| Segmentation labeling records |
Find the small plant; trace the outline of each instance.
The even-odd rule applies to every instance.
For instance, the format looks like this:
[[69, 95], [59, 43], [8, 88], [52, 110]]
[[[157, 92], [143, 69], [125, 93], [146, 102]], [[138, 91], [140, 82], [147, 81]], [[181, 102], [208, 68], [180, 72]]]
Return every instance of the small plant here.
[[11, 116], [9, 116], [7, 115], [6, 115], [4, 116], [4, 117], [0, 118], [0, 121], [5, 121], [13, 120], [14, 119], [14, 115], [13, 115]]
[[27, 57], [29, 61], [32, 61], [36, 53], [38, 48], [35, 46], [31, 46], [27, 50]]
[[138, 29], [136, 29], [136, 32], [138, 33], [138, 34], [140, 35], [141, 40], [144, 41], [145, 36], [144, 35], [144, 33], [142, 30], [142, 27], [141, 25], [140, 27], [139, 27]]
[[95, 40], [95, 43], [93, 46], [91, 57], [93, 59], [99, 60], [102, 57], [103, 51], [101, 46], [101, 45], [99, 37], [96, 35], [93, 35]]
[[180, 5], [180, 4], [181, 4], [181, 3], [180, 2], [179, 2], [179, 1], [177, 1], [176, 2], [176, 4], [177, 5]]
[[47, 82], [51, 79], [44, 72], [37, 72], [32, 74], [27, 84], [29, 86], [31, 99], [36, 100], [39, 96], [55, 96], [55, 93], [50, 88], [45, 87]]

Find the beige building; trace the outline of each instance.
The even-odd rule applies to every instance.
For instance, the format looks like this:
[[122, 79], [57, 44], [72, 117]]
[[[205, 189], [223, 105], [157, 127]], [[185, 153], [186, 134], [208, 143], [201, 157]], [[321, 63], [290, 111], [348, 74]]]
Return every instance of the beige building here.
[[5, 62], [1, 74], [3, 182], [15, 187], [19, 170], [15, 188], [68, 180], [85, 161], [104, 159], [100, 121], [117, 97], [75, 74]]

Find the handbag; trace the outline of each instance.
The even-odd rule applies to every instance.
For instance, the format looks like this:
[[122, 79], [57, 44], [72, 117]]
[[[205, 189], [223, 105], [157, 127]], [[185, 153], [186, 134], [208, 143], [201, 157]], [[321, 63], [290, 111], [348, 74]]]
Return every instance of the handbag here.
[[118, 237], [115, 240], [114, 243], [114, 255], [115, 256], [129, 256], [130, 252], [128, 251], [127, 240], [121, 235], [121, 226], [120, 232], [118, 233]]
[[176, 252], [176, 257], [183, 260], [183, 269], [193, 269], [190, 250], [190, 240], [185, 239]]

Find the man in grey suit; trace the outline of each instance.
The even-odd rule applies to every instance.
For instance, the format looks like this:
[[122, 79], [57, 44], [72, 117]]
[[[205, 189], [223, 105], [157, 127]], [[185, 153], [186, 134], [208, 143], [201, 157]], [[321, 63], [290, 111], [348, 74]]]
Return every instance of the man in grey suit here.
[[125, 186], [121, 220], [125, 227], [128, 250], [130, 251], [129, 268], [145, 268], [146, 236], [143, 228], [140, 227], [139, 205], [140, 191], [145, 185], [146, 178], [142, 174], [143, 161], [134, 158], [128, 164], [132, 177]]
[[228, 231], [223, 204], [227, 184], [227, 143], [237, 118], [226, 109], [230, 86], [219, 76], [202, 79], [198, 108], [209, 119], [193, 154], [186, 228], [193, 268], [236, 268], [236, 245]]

| Set problem |
Copy the records from the start through the line containing "35], [93, 35]]", swapping "small plant" for "tiny plant" and leaving everything else the same.

| Finished task |
Find the tiny plant; trace the outline of each instance.
The even-odd rule applies to every instance.
For instance, the format looks like this:
[[69, 95], [59, 43], [8, 88], [52, 110]]
[[[157, 92], [143, 69], [125, 93], [146, 102]], [[138, 91], [140, 82], [147, 81]], [[181, 102], [208, 68], [180, 72]]]
Return every instance of the tiny plant here.
[[11, 116], [9, 116], [7, 115], [6, 115], [4, 116], [4, 117], [0, 118], [0, 121], [5, 121], [13, 120], [14, 119], [14, 115], [13, 115]]
[[27, 57], [29, 61], [32, 61], [36, 53], [38, 48], [35, 46], [31, 46], [27, 50]]
[[138, 29], [136, 29], [136, 32], [138, 33], [138, 34], [140, 35], [141, 40], [144, 41], [145, 36], [144, 35], [144, 33], [142, 30], [142, 27], [141, 25], [140, 27], [139, 27]]
[[95, 40], [95, 43], [93, 46], [91, 57], [93, 59], [99, 60], [102, 57], [103, 51], [101, 46], [101, 45], [99, 37], [96, 35], [93, 35]]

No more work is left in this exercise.